(Dataset records)
___

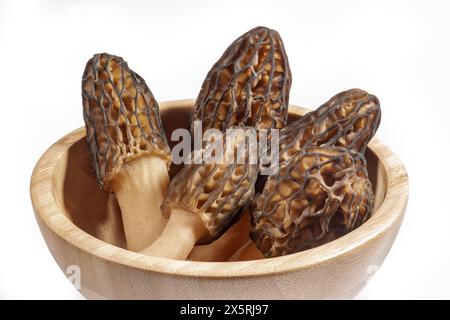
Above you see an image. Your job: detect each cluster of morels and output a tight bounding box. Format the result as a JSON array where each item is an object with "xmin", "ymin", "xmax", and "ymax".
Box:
[{"xmin": 82, "ymin": 27, "xmax": 381, "ymax": 260}]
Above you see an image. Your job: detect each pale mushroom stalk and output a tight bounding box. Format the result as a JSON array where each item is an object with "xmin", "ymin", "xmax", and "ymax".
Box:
[
  {"xmin": 111, "ymin": 156, "xmax": 169, "ymax": 251},
  {"xmin": 142, "ymin": 127, "xmax": 257, "ymax": 259},
  {"xmin": 228, "ymin": 240, "xmax": 264, "ymax": 261},
  {"xmin": 188, "ymin": 211, "xmax": 251, "ymax": 261},
  {"xmin": 141, "ymin": 207, "xmax": 208, "ymax": 260},
  {"xmin": 250, "ymin": 147, "xmax": 374, "ymax": 257},
  {"xmin": 82, "ymin": 53, "xmax": 171, "ymax": 251}
]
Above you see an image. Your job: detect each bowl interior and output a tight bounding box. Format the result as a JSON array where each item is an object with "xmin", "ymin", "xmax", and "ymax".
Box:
[{"xmin": 53, "ymin": 104, "xmax": 387, "ymax": 258}]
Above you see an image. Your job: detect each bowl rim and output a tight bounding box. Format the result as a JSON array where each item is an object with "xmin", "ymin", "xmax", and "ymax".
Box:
[{"xmin": 30, "ymin": 99, "xmax": 408, "ymax": 278}]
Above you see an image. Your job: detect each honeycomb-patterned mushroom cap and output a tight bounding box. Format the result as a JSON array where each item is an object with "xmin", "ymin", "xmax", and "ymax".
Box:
[
  {"xmin": 250, "ymin": 147, "xmax": 374, "ymax": 257},
  {"xmin": 192, "ymin": 27, "xmax": 291, "ymax": 132},
  {"xmin": 280, "ymin": 89, "xmax": 381, "ymax": 166},
  {"xmin": 82, "ymin": 53, "xmax": 170, "ymax": 190},
  {"xmin": 161, "ymin": 127, "xmax": 258, "ymax": 244}
]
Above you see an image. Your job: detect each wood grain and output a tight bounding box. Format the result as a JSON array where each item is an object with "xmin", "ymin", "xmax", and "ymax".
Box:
[{"xmin": 31, "ymin": 100, "xmax": 408, "ymax": 299}]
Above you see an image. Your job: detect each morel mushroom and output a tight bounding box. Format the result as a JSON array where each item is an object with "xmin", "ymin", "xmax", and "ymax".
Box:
[
  {"xmin": 280, "ymin": 89, "xmax": 381, "ymax": 163},
  {"xmin": 142, "ymin": 127, "xmax": 258, "ymax": 259},
  {"xmin": 250, "ymin": 147, "xmax": 374, "ymax": 257},
  {"xmin": 192, "ymin": 27, "xmax": 291, "ymax": 131},
  {"xmin": 82, "ymin": 53, "xmax": 171, "ymax": 250}
]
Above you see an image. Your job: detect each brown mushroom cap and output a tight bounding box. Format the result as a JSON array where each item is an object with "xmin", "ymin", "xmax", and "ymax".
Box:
[
  {"xmin": 82, "ymin": 53, "xmax": 170, "ymax": 190},
  {"xmin": 161, "ymin": 127, "xmax": 258, "ymax": 244},
  {"xmin": 280, "ymin": 89, "xmax": 381, "ymax": 166},
  {"xmin": 251, "ymin": 147, "xmax": 374, "ymax": 257},
  {"xmin": 192, "ymin": 27, "xmax": 291, "ymax": 131}
]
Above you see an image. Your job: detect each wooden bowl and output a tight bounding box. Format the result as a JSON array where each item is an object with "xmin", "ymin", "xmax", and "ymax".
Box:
[{"xmin": 31, "ymin": 100, "xmax": 408, "ymax": 299}]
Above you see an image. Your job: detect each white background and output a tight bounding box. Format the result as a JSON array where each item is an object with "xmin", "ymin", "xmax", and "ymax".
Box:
[{"xmin": 0, "ymin": 0, "xmax": 450, "ymax": 299}]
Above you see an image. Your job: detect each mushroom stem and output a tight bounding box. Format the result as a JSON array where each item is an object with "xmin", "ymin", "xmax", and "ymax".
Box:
[
  {"xmin": 112, "ymin": 155, "xmax": 169, "ymax": 251},
  {"xmin": 228, "ymin": 240, "xmax": 264, "ymax": 261},
  {"xmin": 188, "ymin": 212, "xmax": 250, "ymax": 262},
  {"xmin": 141, "ymin": 207, "xmax": 207, "ymax": 260}
]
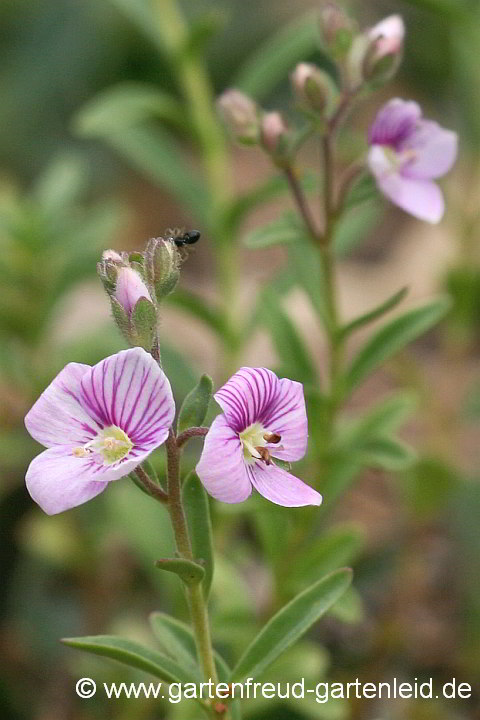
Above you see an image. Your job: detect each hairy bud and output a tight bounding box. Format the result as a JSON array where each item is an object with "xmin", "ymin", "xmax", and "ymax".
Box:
[
  {"xmin": 217, "ymin": 90, "xmax": 260, "ymax": 145},
  {"xmin": 292, "ymin": 63, "xmax": 338, "ymax": 115}
]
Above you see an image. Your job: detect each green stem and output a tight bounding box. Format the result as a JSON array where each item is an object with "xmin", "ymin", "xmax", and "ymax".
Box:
[{"xmin": 166, "ymin": 430, "xmax": 219, "ymax": 717}]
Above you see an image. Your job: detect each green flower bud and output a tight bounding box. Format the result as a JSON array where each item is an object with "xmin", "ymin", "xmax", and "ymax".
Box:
[{"xmin": 145, "ymin": 238, "xmax": 181, "ymax": 302}]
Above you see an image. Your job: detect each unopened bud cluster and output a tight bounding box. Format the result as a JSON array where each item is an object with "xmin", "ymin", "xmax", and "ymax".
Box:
[
  {"xmin": 97, "ymin": 238, "xmax": 180, "ymax": 351},
  {"xmin": 217, "ymin": 2, "xmax": 405, "ymax": 166}
]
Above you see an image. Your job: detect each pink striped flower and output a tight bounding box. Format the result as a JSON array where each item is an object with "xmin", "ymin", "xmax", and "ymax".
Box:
[
  {"xmin": 368, "ymin": 98, "xmax": 457, "ymax": 223},
  {"xmin": 25, "ymin": 347, "xmax": 175, "ymax": 515},
  {"xmin": 197, "ymin": 367, "xmax": 322, "ymax": 507}
]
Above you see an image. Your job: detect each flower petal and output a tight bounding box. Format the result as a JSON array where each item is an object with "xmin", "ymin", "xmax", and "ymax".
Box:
[
  {"xmin": 25, "ymin": 363, "xmax": 99, "ymax": 447},
  {"xmin": 368, "ymin": 98, "xmax": 422, "ymax": 149},
  {"xmin": 81, "ymin": 348, "xmax": 175, "ymax": 451},
  {"xmin": 196, "ymin": 415, "xmax": 252, "ymax": 503},
  {"xmin": 248, "ymin": 462, "xmax": 322, "ymax": 507},
  {"xmin": 26, "ymin": 445, "xmax": 108, "ymax": 515},
  {"xmin": 262, "ymin": 378, "xmax": 308, "ymax": 462},
  {"xmin": 214, "ymin": 367, "xmax": 279, "ymax": 432},
  {"xmin": 368, "ymin": 145, "xmax": 445, "ymax": 223},
  {"xmin": 403, "ymin": 120, "xmax": 458, "ymax": 180},
  {"xmin": 25, "ymin": 445, "xmax": 157, "ymax": 515}
]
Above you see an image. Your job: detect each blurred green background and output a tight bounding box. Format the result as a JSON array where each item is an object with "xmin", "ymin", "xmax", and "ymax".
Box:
[{"xmin": 0, "ymin": 0, "xmax": 480, "ymax": 720}]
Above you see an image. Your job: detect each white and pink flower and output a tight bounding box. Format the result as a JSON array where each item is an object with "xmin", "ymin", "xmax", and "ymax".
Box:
[
  {"xmin": 368, "ymin": 98, "xmax": 458, "ymax": 223},
  {"xmin": 25, "ymin": 347, "xmax": 175, "ymax": 515},
  {"xmin": 196, "ymin": 367, "xmax": 322, "ymax": 507}
]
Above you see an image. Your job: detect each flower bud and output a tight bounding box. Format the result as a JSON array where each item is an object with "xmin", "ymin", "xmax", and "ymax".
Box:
[
  {"xmin": 292, "ymin": 63, "xmax": 337, "ymax": 115},
  {"xmin": 145, "ymin": 238, "xmax": 181, "ymax": 301},
  {"xmin": 217, "ymin": 90, "xmax": 260, "ymax": 145},
  {"xmin": 320, "ymin": 2, "xmax": 356, "ymax": 58},
  {"xmin": 261, "ymin": 112, "xmax": 288, "ymax": 159},
  {"xmin": 363, "ymin": 15, "xmax": 405, "ymax": 81},
  {"xmin": 114, "ymin": 266, "xmax": 152, "ymax": 316}
]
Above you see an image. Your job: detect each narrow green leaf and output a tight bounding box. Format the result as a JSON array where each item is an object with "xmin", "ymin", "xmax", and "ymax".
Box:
[
  {"xmin": 74, "ymin": 82, "xmax": 185, "ymax": 137},
  {"xmin": 150, "ymin": 612, "xmax": 241, "ymax": 720},
  {"xmin": 231, "ymin": 12, "xmax": 318, "ymax": 101},
  {"xmin": 288, "ymin": 239, "xmax": 327, "ymax": 322},
  {"xmin": 150, "ymin": 612, "xmax": 199, "ymax": 673},
  {"xmin": 231, "ymin": 568, "xmax": 352, "ymax": 681},
  {"xmin": 244, "ymin": 212, "xmax": 305, "ymax": 250},
  {"xmin": 182, "ymin": 472, "xmax": 213, "ymax": 597},
  {"xmin": 177, "ymin": 375, "xmax": 213, "ymax": 435},
  {"xmin": 259, "ymin": 291, "xmax": 317, "ymax": 385},
  {"xmin": 155, "ymin": 558, "xmax": 205, "ymax": 585},
  {"xmin": 337, "ymin": 392, "xmax": 416, "ymax": 454},
  {"xmin": 95, "ymin": 124, "xmax": 210, "ymax": 224},
  {"xmin": 340, "ymin": 287, "xmax": 408, "ymax": 337},
  {"xmin": 62, "ymin": 635, "xmax": 198, "ymax": 683},
  {"xmin": 361, "ymin": 437, "xmax": 417, "ymax": 471},
  {"xmin": 132, "ymin": 297, "xmax": 157, "ymax": 352},
  {"xmin": 345, "ymin": 298, "xmax": 450, "ymax": 392}
]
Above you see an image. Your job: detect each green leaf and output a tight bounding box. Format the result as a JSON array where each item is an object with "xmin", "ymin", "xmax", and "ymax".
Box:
[
  {"xmin": 340, "ymin": 287, "xmax": 408, "ymax": 337},
  {"xmin": 177, "ymin": 375, "xmax": 213, "ymax": 435},
  {"xmin": 150, "ymin": 612, "xmax": 200, "ymax": 673},
  {"xmin": 361, "ymin": 437, "xmax": 417, "ymax": 471},
  {"xmin": 62, "ymin": 635, "xmax": 198, "ymax": 683},
  {"xmin": 155, "ymin": 558, "xmax": 205, "ymax": 585},
  {"xmin": 182, "ymin": 472, "xmax": 213, "ymax": 598},
  {"xmin": 150, "ymin": 612, "xmax": 241, "ymax": 720},
  {"xmin": 132, "ymin": 297, "xmax": 157, "ymax": 352},
  {"xmin": 74, "ymin": 82, "xmax": 185, "ymax": 137},
  {"xmin": 288, "ymin": 240, "xmax": 327, "ymax": 322},
  {"xmin": 289, "ymin": 524, "xmax": 365, "ymax": 590},
  {"xmin": 244, "ymin": 212, "xmax": 305, "ymax": 250},
  {"xmin": 167, "ymin": 287, "xmax": 232, "ymax": 342},
  {"xmin": 88, "ymin": 124, "xmax": 210, "ymax": 224},
  {"xmin": 345, "ymin": 298, "xmax": 450, "ymax": 392},
  {"xmin": 338, "ymin": 392, "xmax": 416, "ymax": 454},
  {"xmin": 234, "ymin": 12, "xmax": 318, "ymax": 101},
  {"xmin": 231, "ymin": 568, "xmax": 352, "ymax": 681},
  {"xmin": 259, "ymin": 291, "xmax": 317, "ymax": 385}
]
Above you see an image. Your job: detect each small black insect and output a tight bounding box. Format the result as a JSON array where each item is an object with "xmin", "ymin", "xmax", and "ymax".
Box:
[{"xmin": 173, "ymin": 230, "xmax": 200, "ymax": 247}]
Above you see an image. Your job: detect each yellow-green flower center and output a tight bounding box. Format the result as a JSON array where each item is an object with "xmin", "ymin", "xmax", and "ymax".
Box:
[{"xmin": 73, "ymin": 425, "xmax": 133, "ymax": 465}]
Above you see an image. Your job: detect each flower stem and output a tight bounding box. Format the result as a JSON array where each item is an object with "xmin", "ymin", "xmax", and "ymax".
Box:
[{"xmin": 166, "ymin": 430, "xmax": 218, "ymax": 704}]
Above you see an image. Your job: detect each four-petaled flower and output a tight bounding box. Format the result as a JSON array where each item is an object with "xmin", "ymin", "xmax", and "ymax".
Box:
[
  {"xmin": 25, "ymin": 348, "xmax": 175, "ymax": 515},
  {"xmin": 368, "ymin": 98, "xmax": 457, "ymax": 223},
  {"xmin": 196, "ymin": 368, "xmax": 322, "ymax": 507}
]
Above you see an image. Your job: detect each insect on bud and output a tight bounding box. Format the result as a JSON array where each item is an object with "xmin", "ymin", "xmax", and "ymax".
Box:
[
  {"xmin": 217, "ymin": 90, "xmax": 260, "ymax": 145},
  {"xmin": 292, "ymin": 63, "xmax": 338, "ymax": 115},
  {"xmin": 320, "ymin": 2, "xmax": 356, "ymax": 58},
  {"xmin": 145, "ymin": 237, "xmax": 181, "ymax": 301},
  {"xmin": 363, "ymin": 15, "xmax": 405, "ymax": 82}
]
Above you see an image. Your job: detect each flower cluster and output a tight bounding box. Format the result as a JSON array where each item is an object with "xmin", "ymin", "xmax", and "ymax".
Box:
[
  {"xmin": 218, "ymin": 9, "xmax": 457, "ymax": 223},
  {"xmin": 25, "ymin": 348, "xmax": 321, "ymax": 514}
]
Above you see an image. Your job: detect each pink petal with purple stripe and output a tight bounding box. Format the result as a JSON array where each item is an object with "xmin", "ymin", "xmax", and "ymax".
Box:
[
  {"xmin": 25, "ymin": 445, "xmax": 108, "ymax": 515},
  {"xmin": 248, "ymin": 462, "xmax": 322, "ymax": 507},
  {"xmin": 25, "ymin": 363, "xmax": 100, "ymax": 447},
  {"xmin": 81, "ymin": 348, "xmax": 175, "ymax": 451},
  {"xmin": 196, "ymin": 415, "xmax": 252, "ymax": 503},
  {"xmin": 262, "ymin": 378, "xmax": 308, "ymax": 462}
]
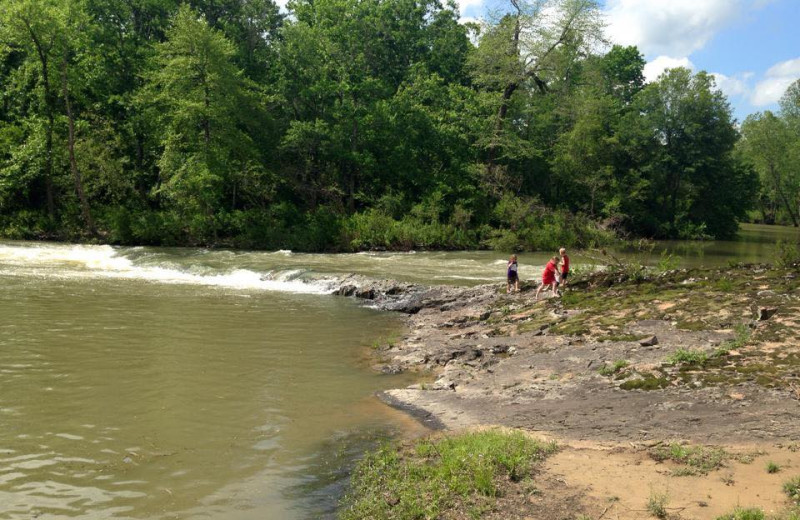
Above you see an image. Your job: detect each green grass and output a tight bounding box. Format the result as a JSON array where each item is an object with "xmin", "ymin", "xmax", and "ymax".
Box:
[
  {"xmin": 666, "ymin": 347, "xmax": 708, "ymax": 365},
  {"xmin": 650, "ymin": 443, "xmax": 730, "ymax": 476},
  {"xmin": 619, "ymin": 374, "xmax": 669, "ymax": 391},
  {"xmin": 714, "ymin": 323, "xmax": 752, "ymax": 357},
  {"xmin": 339, "ymin": 430, "xmax": 556, "ymax": 520},
  {"xmin": 714, "ymin": 278, "xmax": 733, "ymax": 292},
  {"xmin": 717, "ymin": 507, "xmax": 767, "ymax": 520},
  {"xmin": 647, "ymin": 491, "xmax": 669, "ymax": 519},
  {"xmin": 597, "ymin": 359, "xmax": 630, "ymax": 376},
  {"xmin": 783, "ymin": 476, "xmax": 800, "ymax": 504}
]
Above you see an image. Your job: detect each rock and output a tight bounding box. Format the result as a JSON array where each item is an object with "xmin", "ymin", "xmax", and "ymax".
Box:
[
  {"xmin": 433, "ymin": 377, "xmax": 456, "ymax": 390},
  {"xmin": 758, "ymin": 307, "xmax": 778, "ymax": 321},
  {"xmin": 639, "ymin": 336, "xmax": 658, "ymax": 347},
  {"xmin": 336, "ymin": 285, "xmax": 358, "ymax": 296},
  {"xmin": 492, "ymin": 345, "xmax": 511, "ymax": 354},
  {"xmin": 356, "ymin": 287, "xmax": 375, "ymax": 300}
]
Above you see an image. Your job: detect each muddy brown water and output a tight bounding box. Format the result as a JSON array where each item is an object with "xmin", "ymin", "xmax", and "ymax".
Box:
[{"xmin": 0, "ymin": 222, "xmax": 797, "ymax": 519}]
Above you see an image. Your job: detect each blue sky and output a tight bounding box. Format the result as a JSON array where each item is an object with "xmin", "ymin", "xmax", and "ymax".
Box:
[{"xmin": 457, "ymin": 0, "xmax": 800, "ymax": 121}]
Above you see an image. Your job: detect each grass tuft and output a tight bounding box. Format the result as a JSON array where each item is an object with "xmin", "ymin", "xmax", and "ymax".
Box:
[
  {"xmin": 717, "ymin": 507, "xmax": 766, "ymax": 520},
  {"xmin": 666, "ymin": 347, "xmax": 708, "ymax": 365},
  {"xmin": 650, "ymin": 443, "xmax": 730, "ymax": 476},
  {"xmin": 647, "ymin": 491, "xmax": 669, "ymax": 519},
  {"xmin": 783, "ymin": 476, "xmax": 800, "ymax": 505},
  {"xmin": 597, "ymin": 359, "xmax": 630, "ymax": 376},
  {"xmin": 339, "ymin": 430, "xmax": 556, "ymax": 520}
]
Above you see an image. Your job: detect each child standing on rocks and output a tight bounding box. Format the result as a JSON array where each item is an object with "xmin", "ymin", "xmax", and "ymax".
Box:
[
  {"xmin": 506, "ymin": 255, "xmax": 519, "ymax": 294},
  {"xmin": 536, "ymin": 256, "xmax": 558, "ymax": 300},
  {"xmin": 558, "ymin": 247, "xmax": 569, "ymax": 287}
]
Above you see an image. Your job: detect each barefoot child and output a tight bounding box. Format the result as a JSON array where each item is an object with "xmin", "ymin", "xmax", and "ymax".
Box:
[
  {"xmin": 558, "ymin": 247, "xmax": 569, "ymax": 287},
  {"xmin": 536, "ymin": 256, "xmax": 558, "ymax": 300},
  {"xmin": 506, "ymin": 255, "xmax": 519, "ymax": 294}
]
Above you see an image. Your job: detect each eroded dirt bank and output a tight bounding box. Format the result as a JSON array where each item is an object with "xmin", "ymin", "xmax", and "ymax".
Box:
[{"xmin": 330, "ymin": 265, "xmax": 800, "ymax": 518}]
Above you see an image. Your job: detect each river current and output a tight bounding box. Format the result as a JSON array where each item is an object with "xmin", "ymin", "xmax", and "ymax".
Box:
[{"xmin": 0, "ymin": 222, "xmax": 797, "ymax": 520}]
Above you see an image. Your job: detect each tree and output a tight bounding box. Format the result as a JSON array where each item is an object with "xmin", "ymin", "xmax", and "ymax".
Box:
[
  {"xmin": 624, "ymin": 68, "xmax": 757, "ymax": 238},
  {"xmin": 141, "ymin": 5, "xmax": 265, "ymax": 239},
  {"xmin": 739, "ymin": 111, "xmax": 800, "ymax": 227},
  {"xmin": 472, "ymin": 0, "xmax": 602, "ymax": 177},
  {"xmin": 0, "ymin": 0, "xmax": 62, "ymax": 217}
]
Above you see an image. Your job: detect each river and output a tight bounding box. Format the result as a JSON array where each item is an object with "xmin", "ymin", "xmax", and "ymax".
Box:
[{"xmin": 0, "ymin": 221, "xmax": 797, "ymax": 519}]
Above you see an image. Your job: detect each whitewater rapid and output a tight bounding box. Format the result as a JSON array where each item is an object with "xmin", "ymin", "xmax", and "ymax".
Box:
[{"xmin": 0, "ymin": 243, "xmax": 335, "ymax": 294}]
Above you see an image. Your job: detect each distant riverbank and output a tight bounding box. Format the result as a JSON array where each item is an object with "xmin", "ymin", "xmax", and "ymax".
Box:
[{"xmin": 342, "ymin": 265, "xmax": 800, "ymax": 519}]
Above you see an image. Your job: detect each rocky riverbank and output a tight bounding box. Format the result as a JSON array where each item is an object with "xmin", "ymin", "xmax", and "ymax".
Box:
[{"xmin": 337, "ymin": 265, "xmax": 800, "ymax": 518}]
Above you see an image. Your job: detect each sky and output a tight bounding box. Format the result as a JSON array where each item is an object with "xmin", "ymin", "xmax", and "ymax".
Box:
[{"xmin": 456, "ymin": 0, "xmax": 800, "ymax": 121}]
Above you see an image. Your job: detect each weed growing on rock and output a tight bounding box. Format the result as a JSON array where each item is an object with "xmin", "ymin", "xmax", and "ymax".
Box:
[
  {"xmin": 597, "ymin": 359, "xmax": 630, "ymax": 376},
  {"xmin": 714, "ymin": 323, "xmax": 752, "ymax": 357},
  {"xmin": 717, "ymin": 507, "xmax": 766, "ymax": 520},
  {"xmin": 650, "ymin": 443, "xmax": 730, "ymax": 476},
  {"xmin": 775, "ymin": 240, "xmax": 800, "ymax": 267},
  {"xmin": 783, "ymin": 476, "xmax": 800, "ymax": 505},
  {"xmin": 647, "ymin": 491, "xmax": 669, "ymax": 519},
  {"xmin": 340, "ymin": 430, "xmax": 556, "ymax": 520},
  {"xmin": 666, "ymin": 348, "xmax": 708, "ymax": 365}
]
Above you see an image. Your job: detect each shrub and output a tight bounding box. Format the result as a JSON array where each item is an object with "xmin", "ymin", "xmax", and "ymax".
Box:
[
  {"xmin": 775, "ymin": 240, "xmax": 800, "ymax": 267},
  {"xmin": 339, "ymin": 430, "xmax": 555, "ymax": 520}
]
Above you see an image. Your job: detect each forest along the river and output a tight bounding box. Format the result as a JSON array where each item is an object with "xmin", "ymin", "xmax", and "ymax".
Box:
[{"xmin": 0, "ymin": 226, "xmax": 797, "ymax": 518}]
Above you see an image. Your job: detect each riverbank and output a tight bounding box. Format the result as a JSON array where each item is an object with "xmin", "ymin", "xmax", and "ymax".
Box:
[{"xmin": 339, "ymin": 265, "xmax": 800, "ymax": 519}]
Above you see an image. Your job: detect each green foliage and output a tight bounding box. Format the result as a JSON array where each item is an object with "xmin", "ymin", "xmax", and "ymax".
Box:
[
  {"xmin": 666, "ymin": 347, "xmax": 708, "ymax": 365},
  {"xmin": 714, "ymin": 323, "xmax": 753, "ymax": 356},
  {"xmin": 647, "ymin": 491, "xmax": 669, "ymax": 519},
  {"xmin": 597, "ymin": 359, "xmax": 630, "ymax": 376},
  {"xmin": 0, "ymin": 0, "xmax": 764, "ymax": 250},
  {"xmin": 775, "ymin": 240, "xmax": 800, "ymax": 267},
  {"xmin": 650, "ymin": 443, "xmax": 729, "ymax": 474},
  {"xmin": 783, "ymin": 477, "xmax": 800, "ymax": 505},
  {"xmin": 717, "ymin": 507, "xmax": 767, "ymax": 520},
  {"xmin": 339, "ymin": 430, "xmax": 555, "ymax": 519}
]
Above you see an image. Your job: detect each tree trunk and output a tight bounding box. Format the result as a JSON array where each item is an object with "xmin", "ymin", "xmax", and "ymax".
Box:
[
  {"xmin": 22, "ymin": 19, "xmax": 56, "ymax": 217},
  {"xmin": 769, "ymin": 164, "xmax": 800, "ymax": 227},
  {"xmin": 61, "ymin": 55, "xmax": 97, "ymax": 236}
]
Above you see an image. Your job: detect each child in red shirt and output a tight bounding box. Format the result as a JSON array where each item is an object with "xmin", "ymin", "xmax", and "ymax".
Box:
[
  {"xmin": 536, "ymin": 256, "xmax": 558, "ymax": 300},
  {"xmin": 558, "ymin": 247, "xmax": 569, "ymax": 286}
]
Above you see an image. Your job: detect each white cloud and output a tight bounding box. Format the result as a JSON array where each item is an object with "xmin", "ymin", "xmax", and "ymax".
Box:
[
  {"xmin": 606, "ymin": 0, "xmax": 745, "ymax": 56},
  {"xmin": 750, "ymin": 58, "xmax": 800, "ymax": 107},
  {"xmin": 711, "ymin": 72, "xmax": 752, "ymax": 98},
  {"xmin": 456, "ymin": 0, "xmax": 483, "ymax": 15},
  {"xmin": 644, "ymin": 56, "xmax": 694, "ymax": 82}
]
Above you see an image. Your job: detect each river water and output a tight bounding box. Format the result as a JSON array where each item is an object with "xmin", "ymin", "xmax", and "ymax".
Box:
[{"xmin": 0, "ymin": 222, "xmax": 797, "ymax": 520}]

___

# [Required task]
Return every line from the items above that contains the word "bowl", copying each such line in full.

# [Task result]
Above you see an image. Your job: detect each bowl interior and output a tight bounding box. Format the result as a JSON array where each item is an object with "xmin", "ymin", "xmax", and "ymax".
Above you see an image. Your job: detect each bowl rim and output a tight bounding box. Format the result as a JSON array where each item is an object with "xmin", "ymin", "xmax", and "ymax".
Above you see an image. Your job: detect each wooden bowl and output a tight bounding box. Format the result as a JSON array where each item is an object with "xmin", "ymin", "xmax", and "ymax".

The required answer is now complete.